** Start STORED DATA **

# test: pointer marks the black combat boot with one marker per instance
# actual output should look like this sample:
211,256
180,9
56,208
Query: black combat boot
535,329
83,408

** End STORED DATA **

* AIM OF THE TASK
Please copy the items above word for word.

* WRITTEN ANSWER
# test: pointer marks the black combat boot with one marker per instance
# actual output should look like this sample:
211,256
180,9
56,208
Query: black combat boot
535,329
83,408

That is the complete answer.